**PROMPT:** Rewrite the rows from the start of the records through the line with "(1062, 406)", switching "donkey" to "mule" and leaving everything else unchanged.

-- Start STORED ROWS --

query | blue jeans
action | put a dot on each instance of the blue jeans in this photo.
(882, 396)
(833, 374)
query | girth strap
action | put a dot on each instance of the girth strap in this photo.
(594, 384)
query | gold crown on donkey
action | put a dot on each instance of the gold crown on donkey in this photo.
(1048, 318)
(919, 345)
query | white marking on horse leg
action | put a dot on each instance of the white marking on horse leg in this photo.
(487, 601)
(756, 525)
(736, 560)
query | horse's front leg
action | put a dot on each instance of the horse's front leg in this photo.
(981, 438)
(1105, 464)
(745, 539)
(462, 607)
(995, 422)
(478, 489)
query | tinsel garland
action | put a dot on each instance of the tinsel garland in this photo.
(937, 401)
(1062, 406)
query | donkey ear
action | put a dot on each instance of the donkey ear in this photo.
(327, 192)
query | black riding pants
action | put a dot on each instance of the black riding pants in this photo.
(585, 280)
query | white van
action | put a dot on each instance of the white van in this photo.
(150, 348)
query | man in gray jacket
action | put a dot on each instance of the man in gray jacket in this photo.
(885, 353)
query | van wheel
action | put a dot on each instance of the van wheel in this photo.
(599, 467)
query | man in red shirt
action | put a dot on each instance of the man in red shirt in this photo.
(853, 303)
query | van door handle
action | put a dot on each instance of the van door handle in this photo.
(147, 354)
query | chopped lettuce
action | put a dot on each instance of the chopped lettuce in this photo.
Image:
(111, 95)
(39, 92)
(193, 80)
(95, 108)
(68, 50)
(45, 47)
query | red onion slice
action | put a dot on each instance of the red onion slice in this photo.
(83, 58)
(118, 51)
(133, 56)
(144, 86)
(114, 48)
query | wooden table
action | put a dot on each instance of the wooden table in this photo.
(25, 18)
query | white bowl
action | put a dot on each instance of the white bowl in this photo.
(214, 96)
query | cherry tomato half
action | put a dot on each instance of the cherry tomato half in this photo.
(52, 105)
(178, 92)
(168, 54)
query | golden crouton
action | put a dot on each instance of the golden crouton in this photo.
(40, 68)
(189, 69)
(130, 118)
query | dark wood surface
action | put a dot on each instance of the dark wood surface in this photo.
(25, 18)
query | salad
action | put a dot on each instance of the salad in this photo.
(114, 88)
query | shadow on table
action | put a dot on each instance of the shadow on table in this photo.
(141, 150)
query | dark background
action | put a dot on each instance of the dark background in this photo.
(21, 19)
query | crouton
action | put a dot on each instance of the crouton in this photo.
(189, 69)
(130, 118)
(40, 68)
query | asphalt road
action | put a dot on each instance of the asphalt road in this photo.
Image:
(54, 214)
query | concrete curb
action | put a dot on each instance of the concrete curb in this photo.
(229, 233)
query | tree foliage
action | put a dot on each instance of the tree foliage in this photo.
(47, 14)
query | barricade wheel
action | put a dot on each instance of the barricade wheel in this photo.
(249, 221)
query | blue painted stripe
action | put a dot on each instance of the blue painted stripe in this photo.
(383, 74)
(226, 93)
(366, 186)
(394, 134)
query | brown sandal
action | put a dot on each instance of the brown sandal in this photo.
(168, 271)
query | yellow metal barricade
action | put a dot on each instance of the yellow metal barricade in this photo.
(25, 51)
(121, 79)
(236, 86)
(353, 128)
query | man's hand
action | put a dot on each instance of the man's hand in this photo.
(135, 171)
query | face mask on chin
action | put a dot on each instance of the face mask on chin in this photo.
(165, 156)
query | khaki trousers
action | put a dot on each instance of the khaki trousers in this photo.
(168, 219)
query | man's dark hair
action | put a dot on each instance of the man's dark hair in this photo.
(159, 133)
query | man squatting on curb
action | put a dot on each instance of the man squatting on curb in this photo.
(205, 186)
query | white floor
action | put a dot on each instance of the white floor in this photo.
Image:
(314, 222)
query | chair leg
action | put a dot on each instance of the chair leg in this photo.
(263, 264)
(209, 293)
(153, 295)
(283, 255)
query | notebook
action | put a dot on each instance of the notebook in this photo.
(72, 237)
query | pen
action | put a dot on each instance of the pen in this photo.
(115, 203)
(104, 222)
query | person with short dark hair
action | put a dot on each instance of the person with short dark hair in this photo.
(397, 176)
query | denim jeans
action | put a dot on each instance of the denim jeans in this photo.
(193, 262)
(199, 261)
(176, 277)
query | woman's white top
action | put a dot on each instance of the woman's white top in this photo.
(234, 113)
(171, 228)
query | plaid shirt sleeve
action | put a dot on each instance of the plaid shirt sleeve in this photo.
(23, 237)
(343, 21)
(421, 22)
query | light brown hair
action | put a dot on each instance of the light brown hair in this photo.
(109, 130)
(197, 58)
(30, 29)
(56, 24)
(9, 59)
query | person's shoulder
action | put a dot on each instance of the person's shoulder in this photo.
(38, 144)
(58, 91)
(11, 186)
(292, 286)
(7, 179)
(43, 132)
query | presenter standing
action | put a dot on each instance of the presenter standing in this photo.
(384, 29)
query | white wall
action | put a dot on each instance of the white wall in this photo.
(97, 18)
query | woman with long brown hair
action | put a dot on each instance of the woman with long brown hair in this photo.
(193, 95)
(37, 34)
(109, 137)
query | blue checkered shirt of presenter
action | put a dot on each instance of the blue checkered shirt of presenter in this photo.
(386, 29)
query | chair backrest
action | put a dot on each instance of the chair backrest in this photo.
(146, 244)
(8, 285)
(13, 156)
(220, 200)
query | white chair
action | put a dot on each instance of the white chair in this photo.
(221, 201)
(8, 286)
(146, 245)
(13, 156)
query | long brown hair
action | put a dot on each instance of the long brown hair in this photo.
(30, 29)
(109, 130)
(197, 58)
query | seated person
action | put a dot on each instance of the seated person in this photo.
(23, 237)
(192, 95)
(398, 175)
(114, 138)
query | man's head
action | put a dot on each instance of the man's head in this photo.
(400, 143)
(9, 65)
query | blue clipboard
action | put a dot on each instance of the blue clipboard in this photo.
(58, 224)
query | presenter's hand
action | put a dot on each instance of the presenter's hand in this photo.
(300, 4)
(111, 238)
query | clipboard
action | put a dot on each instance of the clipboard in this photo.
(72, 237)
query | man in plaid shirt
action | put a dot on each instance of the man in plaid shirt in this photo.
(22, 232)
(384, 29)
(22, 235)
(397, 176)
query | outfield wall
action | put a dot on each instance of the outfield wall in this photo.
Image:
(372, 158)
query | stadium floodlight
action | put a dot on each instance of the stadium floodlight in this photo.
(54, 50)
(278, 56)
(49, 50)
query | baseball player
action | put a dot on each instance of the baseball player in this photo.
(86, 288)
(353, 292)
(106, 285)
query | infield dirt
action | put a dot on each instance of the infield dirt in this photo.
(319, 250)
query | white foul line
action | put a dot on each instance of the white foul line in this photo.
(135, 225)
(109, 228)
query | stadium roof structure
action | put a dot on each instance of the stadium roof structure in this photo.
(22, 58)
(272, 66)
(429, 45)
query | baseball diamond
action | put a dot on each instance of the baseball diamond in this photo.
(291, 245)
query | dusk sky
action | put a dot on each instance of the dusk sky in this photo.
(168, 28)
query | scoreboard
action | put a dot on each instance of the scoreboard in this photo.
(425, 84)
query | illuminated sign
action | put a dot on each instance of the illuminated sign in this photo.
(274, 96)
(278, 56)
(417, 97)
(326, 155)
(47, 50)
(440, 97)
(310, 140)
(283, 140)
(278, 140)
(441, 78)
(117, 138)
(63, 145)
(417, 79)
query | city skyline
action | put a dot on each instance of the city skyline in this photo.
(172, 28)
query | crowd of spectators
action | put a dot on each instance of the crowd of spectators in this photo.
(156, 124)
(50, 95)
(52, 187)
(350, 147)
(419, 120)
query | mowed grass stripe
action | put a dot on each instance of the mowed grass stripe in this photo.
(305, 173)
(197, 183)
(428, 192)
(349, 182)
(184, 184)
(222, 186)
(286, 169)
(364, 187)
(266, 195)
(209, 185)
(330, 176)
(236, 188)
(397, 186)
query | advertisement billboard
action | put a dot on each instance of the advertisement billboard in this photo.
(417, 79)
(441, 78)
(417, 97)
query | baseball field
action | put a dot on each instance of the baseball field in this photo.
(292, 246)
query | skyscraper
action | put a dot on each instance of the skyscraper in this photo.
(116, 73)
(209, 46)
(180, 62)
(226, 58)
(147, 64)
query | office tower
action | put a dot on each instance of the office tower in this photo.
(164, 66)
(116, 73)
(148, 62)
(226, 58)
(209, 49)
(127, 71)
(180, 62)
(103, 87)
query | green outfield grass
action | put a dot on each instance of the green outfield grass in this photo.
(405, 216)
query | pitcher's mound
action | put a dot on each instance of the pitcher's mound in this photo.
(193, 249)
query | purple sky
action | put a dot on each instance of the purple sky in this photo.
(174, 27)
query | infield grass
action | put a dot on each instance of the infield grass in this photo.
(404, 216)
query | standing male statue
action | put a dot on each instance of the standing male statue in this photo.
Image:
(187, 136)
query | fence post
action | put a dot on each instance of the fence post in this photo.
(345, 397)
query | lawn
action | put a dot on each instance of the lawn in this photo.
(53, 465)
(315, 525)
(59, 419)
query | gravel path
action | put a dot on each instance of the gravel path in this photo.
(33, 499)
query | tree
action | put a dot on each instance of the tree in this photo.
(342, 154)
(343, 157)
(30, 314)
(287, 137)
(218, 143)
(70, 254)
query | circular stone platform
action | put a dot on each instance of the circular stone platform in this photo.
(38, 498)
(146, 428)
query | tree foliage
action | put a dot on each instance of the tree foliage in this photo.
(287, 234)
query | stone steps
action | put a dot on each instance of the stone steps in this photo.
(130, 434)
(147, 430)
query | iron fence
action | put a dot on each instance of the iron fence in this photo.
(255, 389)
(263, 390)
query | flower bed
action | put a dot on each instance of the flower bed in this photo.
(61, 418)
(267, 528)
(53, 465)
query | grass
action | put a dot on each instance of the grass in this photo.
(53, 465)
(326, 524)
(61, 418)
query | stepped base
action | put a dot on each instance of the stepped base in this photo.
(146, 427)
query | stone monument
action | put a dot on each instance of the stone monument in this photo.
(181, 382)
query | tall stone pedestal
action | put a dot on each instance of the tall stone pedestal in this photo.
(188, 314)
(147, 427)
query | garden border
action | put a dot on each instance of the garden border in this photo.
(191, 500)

-- End STORED ROWS --

**SOLUTION:**
query | blue jeans
action | put a dot on each instance of the blue jeans in this photo.
(882, 396)
(833, 374)
query | girth strap
action | put a dot on each instance of the girth strap in this photo.
(594, 384)
query | gold crown on mule
action | put a dot on each instance of the gold crown on mule in this photo.
(1048, 318)
(919, 345)
query | white marking on horse leg
action | put a dot on each instance of the white marking on horse leg in this photo.
(487, 601)
(756, 525)
(736, 560)
query | horse's front leg
action | put a dot on each instance of the horse's front leg in this photo.
(981, 438)
(1105, 464)
(745, 539)
(462, 607)
(995, 422)
(478, 489)
query | tinsel garland
action | put a dot on each instance of the tinsel garland in this photo.
(937, 401)
(1062, 406)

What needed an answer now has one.